- STATED PROBLEM
Render the listing as a numbered list, omitting blank lines. Begin at the line that contains "Check that every instance of the tree", end after the line that contains "[[33, 53], [266, 53]]", and include nothing outside that range.

- INPUT FOR THIS TASK
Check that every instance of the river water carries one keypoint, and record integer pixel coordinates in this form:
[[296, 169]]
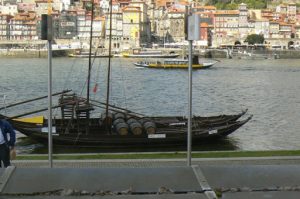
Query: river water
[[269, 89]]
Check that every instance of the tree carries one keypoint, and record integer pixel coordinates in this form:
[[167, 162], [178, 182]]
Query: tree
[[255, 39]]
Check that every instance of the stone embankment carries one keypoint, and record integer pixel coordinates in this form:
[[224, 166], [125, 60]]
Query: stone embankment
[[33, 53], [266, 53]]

==

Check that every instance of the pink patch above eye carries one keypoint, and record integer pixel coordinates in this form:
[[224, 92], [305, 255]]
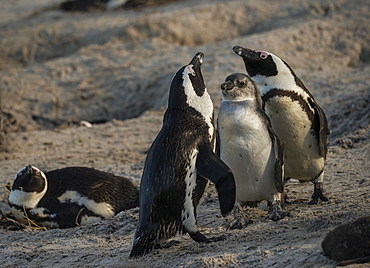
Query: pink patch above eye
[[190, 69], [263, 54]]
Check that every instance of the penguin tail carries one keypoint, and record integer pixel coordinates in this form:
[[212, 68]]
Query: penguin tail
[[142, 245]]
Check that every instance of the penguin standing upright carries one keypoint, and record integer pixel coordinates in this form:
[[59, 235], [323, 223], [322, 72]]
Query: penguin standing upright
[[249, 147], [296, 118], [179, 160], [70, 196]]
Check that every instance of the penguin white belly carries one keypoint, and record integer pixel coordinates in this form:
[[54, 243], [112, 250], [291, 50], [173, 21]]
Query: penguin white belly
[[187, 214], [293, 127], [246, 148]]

- FINISHED ANSWER
1. Check that every instance of the tree carries one keypoint, and record integer pixel coordinates in this form:
2. [[167, 162], [178, 182]]
3. Query: tree
4. [[255, 39]]
5. Check that every instance of the stone embankment carries one keypoint, and record integer pixel coordinates in this form:
6. [[224, 166], [125, 60]]
7. Query: stone embankment
8. [[33, 53], [266, 53]]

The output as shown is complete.